- [What is expected]: Please output each of the following records again line for line, with no changes.

---- Recorded information

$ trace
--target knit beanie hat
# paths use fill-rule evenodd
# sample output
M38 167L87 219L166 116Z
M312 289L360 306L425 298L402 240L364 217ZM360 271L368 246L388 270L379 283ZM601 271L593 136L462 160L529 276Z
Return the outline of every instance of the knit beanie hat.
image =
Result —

--------

- [Answer to the exercise]:
$ trace
--target knit beanie hat
# paths use fill-rule evenodd
# sample output
M38 167L87 219L166 116Z
M312 289L360 306L425 298L402 240L364 217ZM360 271L368 246L388 270L379 283ZM601 271L593 136L462 160L529 276Z
Return the outline of every instance of the knit beanie hat.
image =
Result —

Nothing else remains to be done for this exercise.